§ **PAGE TEXT**
Bison in Pleistocene Park. (Photograph courtesy of Nikita Zimov)
De-extinction raises a lot of big questions in conservation—from the most basic (how do we define a species?) to the most existential (what role should humans play in the natural world?). For a long time, the biggest question the media have been asking has been: should we be making these creatures?
At this point, that question may not be useful. We are well on our way to creating a proxy mammoth, passenger pigeon, and Tasmanian tiger. Everyone from Peter Thiel to Paris Hilton to the CIA has invested in Colossal Biosciences (as of May 2022, the group’s total funding was a whopping $75 million). Some believe the science will advance genomic technology; others just hope to see a mammoth.
And who wouldn’t? Mammoths are cool. This is something scientists and ethicists often shared about the de-extinction question. This is one of the clearest reasons to create a mammoth-like creature: it’d be awesome.
All of the ecological benefits of mammoth de-extinction remain theoretical. Backed by science, sure, but they have not yet been tested since we have not had a mammoth to introduce. They also require not just a single, lonely mammoth calf but a whole herd. Besides the fact that we still don’t know much about mammoth ecology—how many there were and how much land they need—how long will it take to create enough mammoths to make a healthy population? Once we do, how long will it take for the climate benefits to materialize? Do we have that kind of time?
There aren’t clear answers to any of these questions. We are still years away from having the first draft of a mammoth, let alone a whole herd. Introducing the mammoth to the Arctic, ensuring that it survives and breeds, protecting it from poachers and climate change—this part of the process looks a lot like conservation. On that, we have a pretty mixed track record.

Dataset entries
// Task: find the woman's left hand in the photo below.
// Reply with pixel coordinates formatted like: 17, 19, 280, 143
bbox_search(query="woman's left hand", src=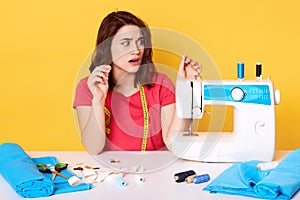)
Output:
178, 55, 202, 80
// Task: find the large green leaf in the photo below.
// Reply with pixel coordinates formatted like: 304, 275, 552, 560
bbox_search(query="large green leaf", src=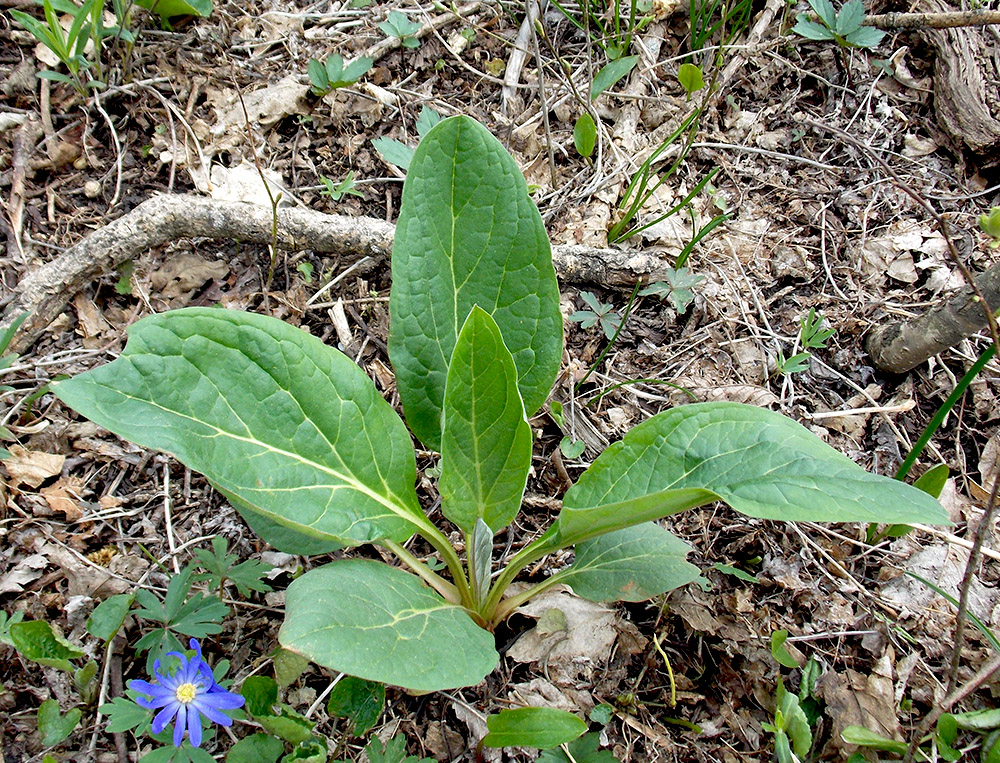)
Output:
52, 308, 427, 550
559, 522, 699, 601
568, 403, 948, 536
439, 307, 531, 533
389, 117, 562, 449
483, 707, 587, 750
278, 559, 499, 691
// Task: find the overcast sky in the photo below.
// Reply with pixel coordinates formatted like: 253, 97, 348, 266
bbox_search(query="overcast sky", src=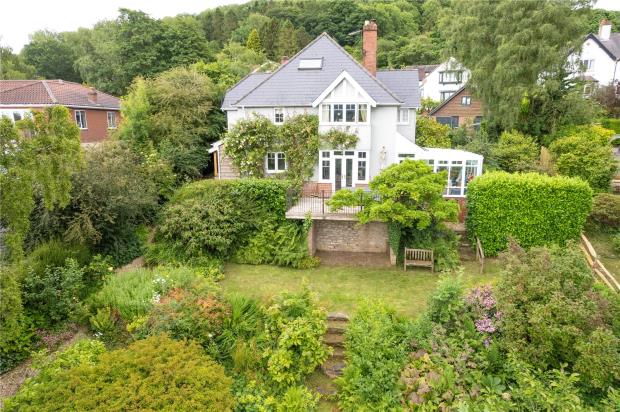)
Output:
0, 0, 620, 52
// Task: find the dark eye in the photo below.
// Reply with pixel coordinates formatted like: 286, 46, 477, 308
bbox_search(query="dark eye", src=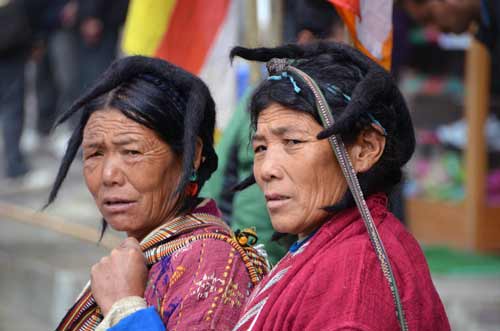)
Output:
85, 151, 102, 160
253, 145, 267, 154
285, 139, 303, 146
125, 149, 141, 156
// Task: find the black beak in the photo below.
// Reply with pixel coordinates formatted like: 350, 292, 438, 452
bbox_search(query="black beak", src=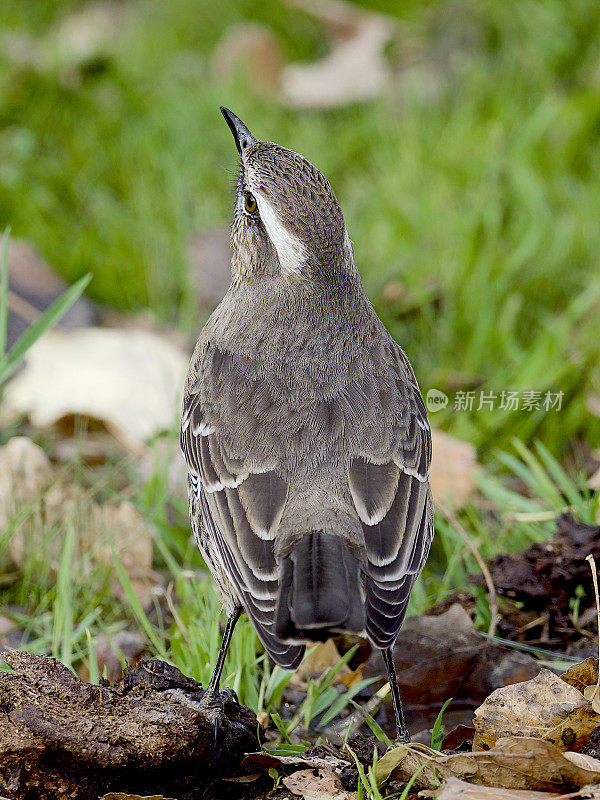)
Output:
221, 106, 256, 155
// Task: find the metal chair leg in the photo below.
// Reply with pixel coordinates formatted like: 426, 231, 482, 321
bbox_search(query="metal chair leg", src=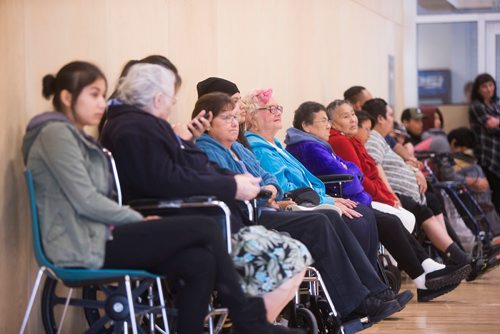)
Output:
19, 266, 47, 334
57, 288, 73, 334
125, 275, 137, 334
156, 277, 170, 334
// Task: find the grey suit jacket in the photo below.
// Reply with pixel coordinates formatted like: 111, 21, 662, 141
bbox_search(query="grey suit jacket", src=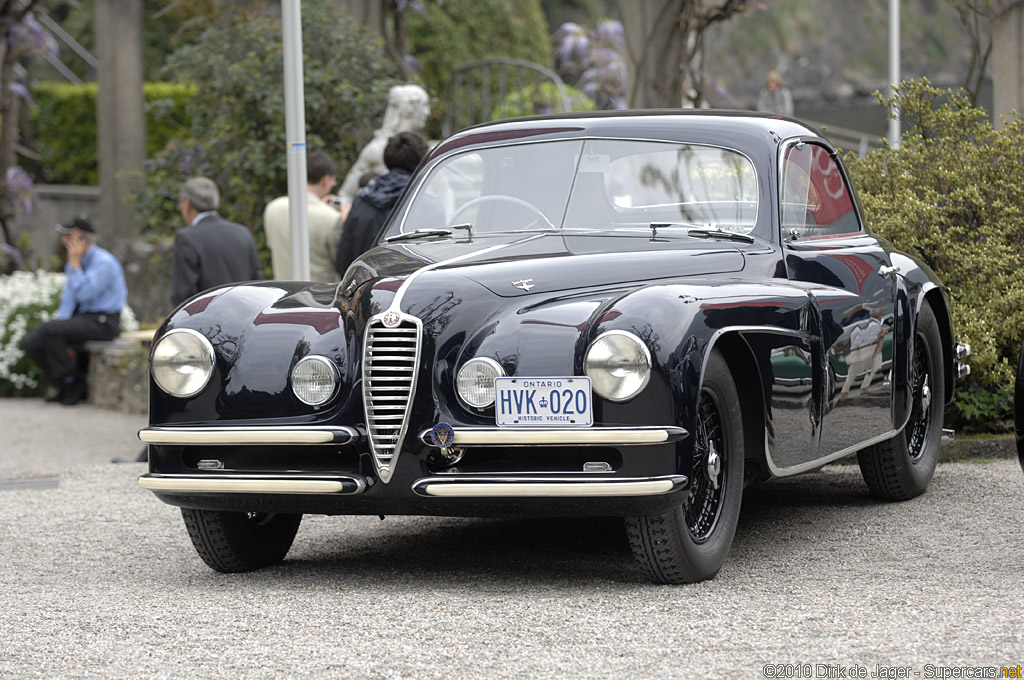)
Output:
171, 214, 263, 306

§ **BRIEF 1**
In the mammoth de-extinction article, how much total funding had Colossal Biosciences received as of May 2022?
§ **BRIEF 2**
Please carry on the mammoth de-extinction article from its final sentence.

§ **EXERCISE OUTPUT 1**
$75 million

§ **EXERCISE OUTPUT 2**
Elephants are endangered because of humans. Habitat fragmentation and human development are encroaching on elephant territory, and poaching is a major threat to all three elephant species. The Arctic may be far less populated, but we have already proven that no ecosystem is beyond our reach. If elephant ivory is valuable, how much could a mammoth tusk go for?
De-extinction raises a lot of big questions in conservation—from the most basic (how do we define a species?) to the most existential (what role should humans play in the natural world?).
The questions that need answering are what we do with a mammoth-elephant hybrid once we’ve got one. It’s a genetically modified organism—so who owns it? What government body would have jurisdiction over these species? Would they be classified as endangered even though they are human creations? What kind of authorization would be needed to release them into the wild?
“For 40 years, it’s been clear that we have an inadequate regulatory framework for dealing with genetic engineering,” said Stanford bioethicist Henry Greely. “And yet, not only isn’t there a new framework that makes sense, but there’s not even movement toward getting one.”
In his 2017 article “Is De-Extinction Special?”, Greely argues that the questions underpinning de-extinction are, though interesting, essentially the same as those about genetic engineering. It is different in only three ways: false advertising, small benefits, and moral hazard.
We’ve covered the first two. The third, moral hazard, is a more deeply philosophical one. If extinction isn’t forever, perhaps we will try less hard to ensure that animals don’t go extinct in the first place. De-extinction is costly and difficult, and humans have a certain fondness for big, charismatic animals. Will we only bring back ancient mammals? What about all the extinct insects, fish, and frogs?
De-extinction will never be the answer to the extinction crisis. It is too expensive and selective, and it takes too long. But there is another large, less graspable opportunity created by de-extinction: it is fertile ground to think through some of the major conundrums in conservation. Rapidly advancing technology and a rapidly warming planet both raise important ethical and practical questions with no obvious answers.
The answers we do come up with will help decide what kind of world we create—and what we leave behind.